• [Task material]:
━━━━━━━━

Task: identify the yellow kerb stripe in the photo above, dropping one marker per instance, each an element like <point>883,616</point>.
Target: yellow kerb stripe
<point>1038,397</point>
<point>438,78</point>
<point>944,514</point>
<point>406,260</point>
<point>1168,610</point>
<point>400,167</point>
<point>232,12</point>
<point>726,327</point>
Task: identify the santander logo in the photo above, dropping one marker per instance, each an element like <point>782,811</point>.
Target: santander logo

━━━━━━━━

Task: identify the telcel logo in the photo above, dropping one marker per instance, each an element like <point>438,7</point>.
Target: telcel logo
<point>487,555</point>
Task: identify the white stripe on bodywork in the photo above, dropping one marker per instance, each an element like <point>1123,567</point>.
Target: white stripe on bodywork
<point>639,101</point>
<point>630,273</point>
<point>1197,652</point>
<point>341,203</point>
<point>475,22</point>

━━━━━━━━

• [Task item]:
Could you return exactly the lines above from the line with "Task: identify the yellow" to the line with "Target: santander logo", both included, and nothing else?

• [Solution to this problem]:
Task: identify the yellow kerb stripe in the photo above, dropping one marker per instance, each an element like <point>883,616</point>.
Target: yellow kerb stripe
<point>1038,397</point>
<point>438,78</point>
<point>944,514</point>
<point>406,260</point>
<point>1168,610</point>
<point>400,167</point>
<point>232,12</point>
<point>726,327</point>
Task: identify the santander logo in the photo above, dropping one marker per instance, each an element like <point>782,811</point>.
Target: santander logo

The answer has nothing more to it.